Given exercise 1
Count the lines in the records below that contain the string "coat", and give only that number.

UFSAR Section 9.5.1.2.3, Fire Protection (active systems), states that sprinkler system discharge densities are hydraulically designed to deliver 0.3 gpm/sq. ft. for the most remote areas of 3,000 sq. ft. or less.
Contrary to the above, on December 18, 2008, the team identified that the sprinkler system in CSRA was not installed in accordance with the FPP. Specifically, the installed system would not deliver the sprinkler system design density of 0.3 gpm/sq. ft. for the most remote areas of 3,000 sq. ft. or less, as stated in the FPP in UFSAR Section 9.5.1.2.3. The licensees distribution system hydraulic calculation used an incorrect value for the sprinkler head coverage area which resulted in 12 of 44 sprinkler heads (approximately 27% of the sprinkler heads on the system) not being able to deliver the required design density of 0.3 gpm/sq. ft. The team determined that this condition has existed since at least 1987. The licensee entered this issue in the CAP as NCR 297789 and established a continuous fire watch in CSRA as a compensatory measure in accordance with the Shearon Harris FPP. Because this finding is of very low safety significance and was entered into the licensees corrective action program, this finding is being treated as a NCV, consistent with Section VI.A.1 of the NRC Enforcement Policy.
This finding is identified as NCV 05000400/2008008-01, Sprinkler System in Cable Spreading Room A Does Not Meet Licensees Fire Protection Program Requirements.
.05 Protection From Damage From Fire Suppression Activities
a. Inspection Scope
Through a combination of in-plant inspection and drawing reviews, the team evaluated the selected FAs/FZs to determine whether redundant trains of systems required for post-fire SSD could be subject to damage from fire suppression activities or from the rupture or inadvertent operation of fire suppression systems. The team considered the effects of water, drainage, heat, hot gasses, and smoke that could potentially damage redundant trains.

Dataset records
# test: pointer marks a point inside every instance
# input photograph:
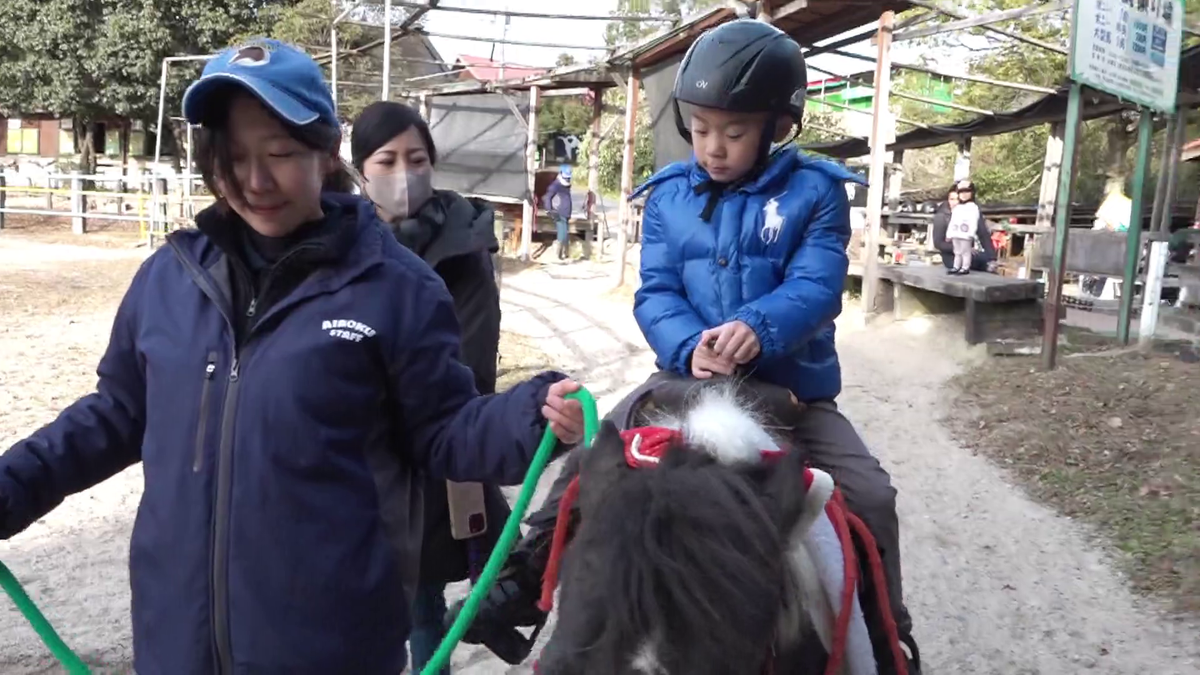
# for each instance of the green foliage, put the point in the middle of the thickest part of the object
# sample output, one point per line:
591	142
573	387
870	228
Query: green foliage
612	147
563	115
89	59
1008	168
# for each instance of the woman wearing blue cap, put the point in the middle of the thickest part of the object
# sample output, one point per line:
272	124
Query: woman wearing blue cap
558	202
281	371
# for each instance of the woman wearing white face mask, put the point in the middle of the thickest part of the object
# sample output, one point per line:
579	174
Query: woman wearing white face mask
391	147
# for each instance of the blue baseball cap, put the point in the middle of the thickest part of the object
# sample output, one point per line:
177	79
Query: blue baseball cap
285	78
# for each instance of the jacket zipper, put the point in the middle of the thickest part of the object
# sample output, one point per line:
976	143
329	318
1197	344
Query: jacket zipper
221	523
210	368
220	567
219	571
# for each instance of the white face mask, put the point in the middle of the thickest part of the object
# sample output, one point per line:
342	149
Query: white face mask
400	195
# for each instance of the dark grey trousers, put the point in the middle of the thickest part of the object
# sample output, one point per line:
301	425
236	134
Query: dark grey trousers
829	440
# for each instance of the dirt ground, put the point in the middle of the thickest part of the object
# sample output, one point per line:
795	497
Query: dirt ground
996	583
1109	437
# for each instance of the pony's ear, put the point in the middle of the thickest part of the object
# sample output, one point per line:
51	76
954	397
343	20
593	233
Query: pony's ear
784	489
601	463
607	446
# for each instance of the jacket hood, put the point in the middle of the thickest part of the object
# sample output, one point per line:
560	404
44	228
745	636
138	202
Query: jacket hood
339	234
783	163
448	226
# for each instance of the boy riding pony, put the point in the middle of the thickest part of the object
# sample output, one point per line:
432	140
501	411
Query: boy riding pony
743	264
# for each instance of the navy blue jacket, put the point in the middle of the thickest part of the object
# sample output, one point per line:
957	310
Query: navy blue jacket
557	198
773	256
268	537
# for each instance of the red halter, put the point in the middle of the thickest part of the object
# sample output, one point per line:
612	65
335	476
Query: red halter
646	447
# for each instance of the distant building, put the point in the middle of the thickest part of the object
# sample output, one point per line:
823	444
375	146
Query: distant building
486	70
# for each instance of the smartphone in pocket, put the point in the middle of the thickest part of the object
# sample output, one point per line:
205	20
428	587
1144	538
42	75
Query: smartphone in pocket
468	512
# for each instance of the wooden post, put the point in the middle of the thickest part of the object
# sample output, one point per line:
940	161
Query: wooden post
1048	197
895	180
1062	226
78	205
627	172
1133	237
385	94
529	209
1173	155
963	162
594	169
882	130
1164	167
333	60
187	209
1153	293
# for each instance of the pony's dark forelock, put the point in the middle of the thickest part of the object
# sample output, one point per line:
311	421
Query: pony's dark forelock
700	563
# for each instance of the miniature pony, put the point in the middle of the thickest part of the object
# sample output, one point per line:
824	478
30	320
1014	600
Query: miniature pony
706	559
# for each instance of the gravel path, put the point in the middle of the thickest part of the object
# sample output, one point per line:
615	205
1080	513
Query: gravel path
996	583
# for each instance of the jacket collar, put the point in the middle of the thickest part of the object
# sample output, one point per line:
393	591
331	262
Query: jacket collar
783	163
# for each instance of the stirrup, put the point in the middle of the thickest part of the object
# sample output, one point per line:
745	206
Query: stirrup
507	643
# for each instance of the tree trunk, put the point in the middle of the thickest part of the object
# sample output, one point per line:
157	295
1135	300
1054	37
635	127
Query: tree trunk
1116	168
88	150
179	135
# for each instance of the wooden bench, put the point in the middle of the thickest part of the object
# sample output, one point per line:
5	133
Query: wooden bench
999	309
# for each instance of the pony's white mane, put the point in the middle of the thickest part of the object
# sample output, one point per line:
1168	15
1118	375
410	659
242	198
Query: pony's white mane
729	428
724	425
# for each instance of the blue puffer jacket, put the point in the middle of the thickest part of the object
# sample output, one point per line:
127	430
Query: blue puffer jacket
773	256
269	537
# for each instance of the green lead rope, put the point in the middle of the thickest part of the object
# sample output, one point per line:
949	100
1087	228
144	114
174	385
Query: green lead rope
75	665
70	661
511	532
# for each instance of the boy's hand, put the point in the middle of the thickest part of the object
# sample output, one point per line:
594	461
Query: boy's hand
733	341
706	363
565	416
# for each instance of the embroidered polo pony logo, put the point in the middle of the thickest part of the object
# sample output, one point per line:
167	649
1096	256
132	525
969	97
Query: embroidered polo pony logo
772	222
252	55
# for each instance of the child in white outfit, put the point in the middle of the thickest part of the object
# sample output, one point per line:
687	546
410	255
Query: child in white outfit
961	231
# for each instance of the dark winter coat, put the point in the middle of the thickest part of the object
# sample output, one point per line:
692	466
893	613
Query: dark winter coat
456	237
269	538
558	199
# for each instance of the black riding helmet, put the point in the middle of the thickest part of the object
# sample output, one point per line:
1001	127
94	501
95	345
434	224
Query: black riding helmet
743	66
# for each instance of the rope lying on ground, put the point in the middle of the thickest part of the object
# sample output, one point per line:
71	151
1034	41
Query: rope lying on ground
70	661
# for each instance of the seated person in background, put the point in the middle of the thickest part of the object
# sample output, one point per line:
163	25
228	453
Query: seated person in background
964	225
982	258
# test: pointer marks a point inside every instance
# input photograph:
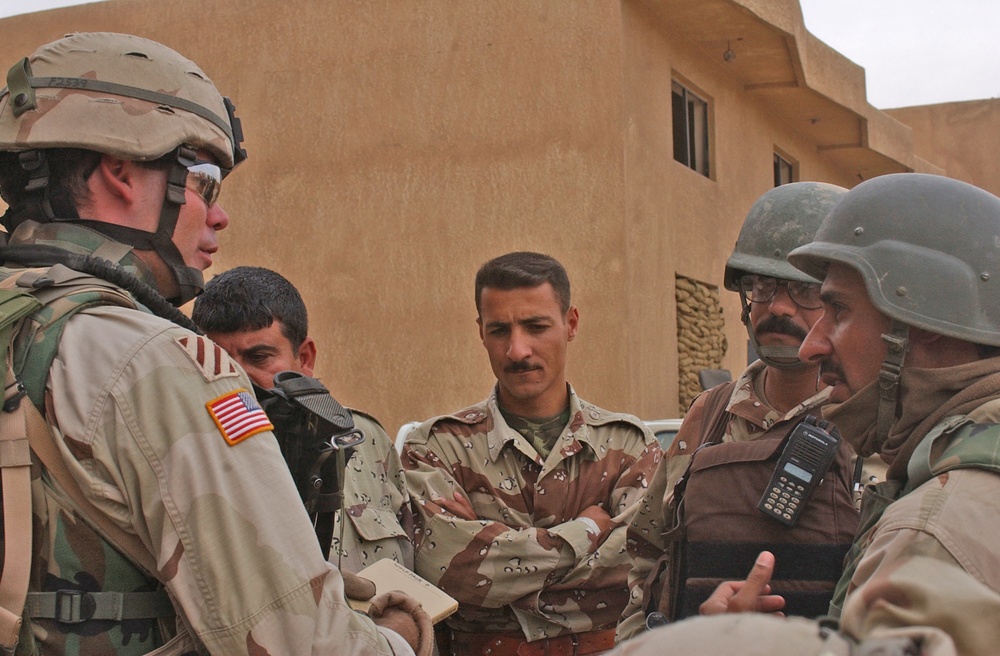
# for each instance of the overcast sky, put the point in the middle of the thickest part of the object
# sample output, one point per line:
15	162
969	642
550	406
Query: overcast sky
915	52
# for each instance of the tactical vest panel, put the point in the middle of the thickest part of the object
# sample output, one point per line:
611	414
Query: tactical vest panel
70	558
724	531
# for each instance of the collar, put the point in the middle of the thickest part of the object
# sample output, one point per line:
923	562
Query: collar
575	437
747	405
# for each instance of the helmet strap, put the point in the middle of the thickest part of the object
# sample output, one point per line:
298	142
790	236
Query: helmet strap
190	281
897	341
36	204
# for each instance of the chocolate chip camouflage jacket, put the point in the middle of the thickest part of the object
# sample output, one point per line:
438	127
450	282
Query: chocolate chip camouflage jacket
522	560
376	504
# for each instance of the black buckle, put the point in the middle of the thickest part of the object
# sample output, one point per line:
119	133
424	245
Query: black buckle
13	395
74	606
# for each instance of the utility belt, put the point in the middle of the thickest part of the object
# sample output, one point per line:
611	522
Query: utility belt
76	606
511	643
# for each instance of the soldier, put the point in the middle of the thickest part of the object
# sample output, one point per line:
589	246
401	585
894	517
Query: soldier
259	318
720	530
164	516
523	499
893	614
909	343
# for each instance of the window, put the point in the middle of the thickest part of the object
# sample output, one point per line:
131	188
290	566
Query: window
690	115
784	171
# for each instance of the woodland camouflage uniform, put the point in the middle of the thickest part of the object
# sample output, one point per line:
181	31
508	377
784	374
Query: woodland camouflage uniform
132	400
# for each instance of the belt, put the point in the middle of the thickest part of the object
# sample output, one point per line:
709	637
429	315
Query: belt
514	644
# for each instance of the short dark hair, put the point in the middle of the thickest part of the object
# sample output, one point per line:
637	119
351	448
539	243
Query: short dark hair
523	269
69	170
251	298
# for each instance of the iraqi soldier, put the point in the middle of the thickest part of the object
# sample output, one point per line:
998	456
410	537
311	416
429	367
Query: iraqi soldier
894	614
259	318
716	531
164	517
523	499
909	343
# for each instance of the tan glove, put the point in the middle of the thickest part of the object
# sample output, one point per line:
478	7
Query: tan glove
404	615
356	587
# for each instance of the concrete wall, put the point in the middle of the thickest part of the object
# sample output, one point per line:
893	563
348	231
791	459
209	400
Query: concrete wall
396	145
961	137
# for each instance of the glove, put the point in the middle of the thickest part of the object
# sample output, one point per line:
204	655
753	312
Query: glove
404	615
356	587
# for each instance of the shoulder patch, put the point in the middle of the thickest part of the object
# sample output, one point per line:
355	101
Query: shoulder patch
238	416
210	358
471	415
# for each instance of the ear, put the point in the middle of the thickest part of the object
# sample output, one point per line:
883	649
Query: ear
114	177
572	321
307	355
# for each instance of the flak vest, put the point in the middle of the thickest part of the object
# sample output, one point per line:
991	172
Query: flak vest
124	600
960	443
715	531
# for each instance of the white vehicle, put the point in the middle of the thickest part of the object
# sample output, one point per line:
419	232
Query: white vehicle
664	430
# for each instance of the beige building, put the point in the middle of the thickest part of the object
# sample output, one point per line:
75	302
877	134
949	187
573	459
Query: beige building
395	145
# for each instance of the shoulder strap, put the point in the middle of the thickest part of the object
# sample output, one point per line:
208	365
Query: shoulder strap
716	400
15	470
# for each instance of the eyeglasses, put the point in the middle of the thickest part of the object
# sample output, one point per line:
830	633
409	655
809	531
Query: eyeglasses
761	289
205	179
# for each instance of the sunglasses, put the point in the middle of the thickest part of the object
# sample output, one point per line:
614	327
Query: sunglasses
761	289
205	179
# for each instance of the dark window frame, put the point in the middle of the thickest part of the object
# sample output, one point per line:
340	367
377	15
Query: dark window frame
691	117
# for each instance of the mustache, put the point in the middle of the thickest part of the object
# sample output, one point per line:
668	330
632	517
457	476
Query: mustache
828	367
780	326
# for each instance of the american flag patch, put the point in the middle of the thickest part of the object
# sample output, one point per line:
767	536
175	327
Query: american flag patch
238	416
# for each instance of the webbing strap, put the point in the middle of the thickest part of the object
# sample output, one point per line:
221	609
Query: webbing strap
15	470
75	606
16	463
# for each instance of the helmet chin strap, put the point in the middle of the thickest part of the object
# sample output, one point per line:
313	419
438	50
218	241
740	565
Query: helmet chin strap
779	356
897	341
190	281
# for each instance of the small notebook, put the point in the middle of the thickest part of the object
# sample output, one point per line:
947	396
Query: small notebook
388	575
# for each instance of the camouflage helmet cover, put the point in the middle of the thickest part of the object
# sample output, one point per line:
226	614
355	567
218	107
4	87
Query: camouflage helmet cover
116	94
781	220
927	247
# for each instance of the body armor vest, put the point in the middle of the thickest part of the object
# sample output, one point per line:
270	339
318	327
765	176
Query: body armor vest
716	531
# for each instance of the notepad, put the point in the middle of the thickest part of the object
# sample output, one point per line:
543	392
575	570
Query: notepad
388	575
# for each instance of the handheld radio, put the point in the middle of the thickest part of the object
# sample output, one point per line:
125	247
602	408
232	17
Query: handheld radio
804	461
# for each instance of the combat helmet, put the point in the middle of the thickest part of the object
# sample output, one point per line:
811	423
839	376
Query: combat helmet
781	220
928	250
127	97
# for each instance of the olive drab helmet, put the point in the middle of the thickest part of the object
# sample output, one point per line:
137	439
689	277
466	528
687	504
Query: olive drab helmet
781	220
928	250
124	96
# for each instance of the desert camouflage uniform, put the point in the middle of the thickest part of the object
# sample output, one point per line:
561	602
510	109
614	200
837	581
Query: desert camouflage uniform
127	402
946	503
527	564
752	419
894	614
376	503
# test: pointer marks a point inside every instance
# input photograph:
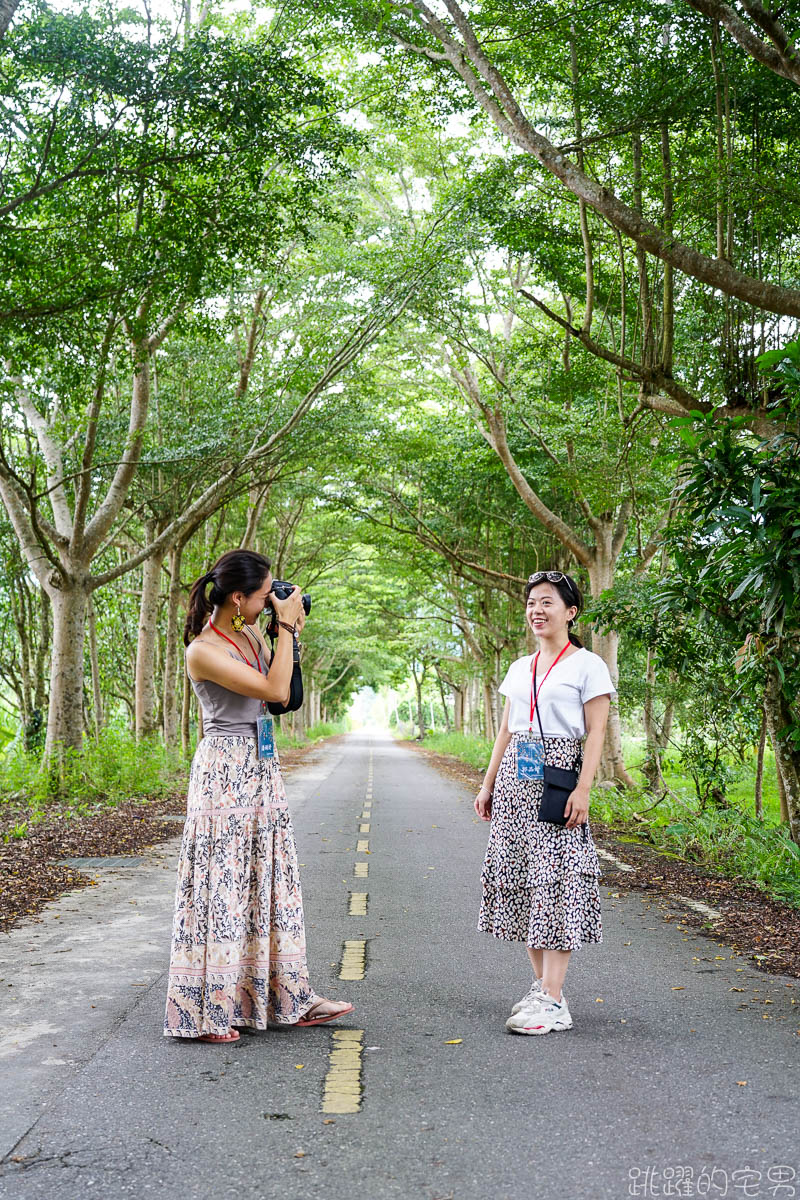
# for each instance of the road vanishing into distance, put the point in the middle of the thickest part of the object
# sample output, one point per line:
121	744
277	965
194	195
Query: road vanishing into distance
680	1077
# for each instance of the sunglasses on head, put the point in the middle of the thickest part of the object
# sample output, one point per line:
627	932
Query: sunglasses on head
551	576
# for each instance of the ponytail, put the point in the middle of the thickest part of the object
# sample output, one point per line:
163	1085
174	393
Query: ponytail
236	570
199	607
573	637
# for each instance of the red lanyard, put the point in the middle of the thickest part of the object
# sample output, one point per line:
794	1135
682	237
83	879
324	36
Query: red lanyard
254	649
534	699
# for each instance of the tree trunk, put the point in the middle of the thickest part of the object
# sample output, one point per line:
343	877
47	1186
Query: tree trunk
145	649
96	693
612	767
759	769
488	711
651	766
65	713
458	709
420	711
186	713
787	759
170	682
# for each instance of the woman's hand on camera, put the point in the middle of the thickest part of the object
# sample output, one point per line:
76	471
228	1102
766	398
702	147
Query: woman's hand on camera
483	803
290	609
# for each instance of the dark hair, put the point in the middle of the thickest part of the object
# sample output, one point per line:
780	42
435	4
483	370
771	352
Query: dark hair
572	597
236	570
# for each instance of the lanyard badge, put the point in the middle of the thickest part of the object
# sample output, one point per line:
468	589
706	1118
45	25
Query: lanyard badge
530	760
265	737
530	755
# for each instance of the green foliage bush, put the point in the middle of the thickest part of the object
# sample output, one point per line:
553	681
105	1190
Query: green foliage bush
729	840
475	751
109	771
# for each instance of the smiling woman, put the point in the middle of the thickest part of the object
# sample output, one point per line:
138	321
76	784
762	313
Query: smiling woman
541	869
239	943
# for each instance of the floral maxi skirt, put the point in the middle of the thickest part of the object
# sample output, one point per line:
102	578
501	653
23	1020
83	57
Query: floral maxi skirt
239	941
540	881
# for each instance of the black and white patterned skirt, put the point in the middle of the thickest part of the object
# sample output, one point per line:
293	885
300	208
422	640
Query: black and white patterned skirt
540	881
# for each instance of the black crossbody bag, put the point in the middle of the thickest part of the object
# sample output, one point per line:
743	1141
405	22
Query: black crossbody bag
295	688
559	784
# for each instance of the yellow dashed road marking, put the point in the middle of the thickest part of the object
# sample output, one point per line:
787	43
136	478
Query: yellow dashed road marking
353	965
343	1089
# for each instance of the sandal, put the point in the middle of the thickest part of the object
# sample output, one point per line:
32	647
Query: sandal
233	1036
326	1017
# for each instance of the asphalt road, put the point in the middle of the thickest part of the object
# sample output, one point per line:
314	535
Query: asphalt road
680	1077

Given exercise 2
Output the part of the fire protection inspection excerpt above that opens with the words "UFSAR Section 9.5.1.2.3, Fire" and closes with "ft. or less.", copying it without any change.

Full answer 1
2

Full answer 2
UFSAR Section 9.5.1.2.3, Fire Protection (active systems), states that sprinkler system discharge densities are hydraulically designed to deliver 0.3 gpm/sq. ft. for the most remote areas of 3,000 sq. ft. or less.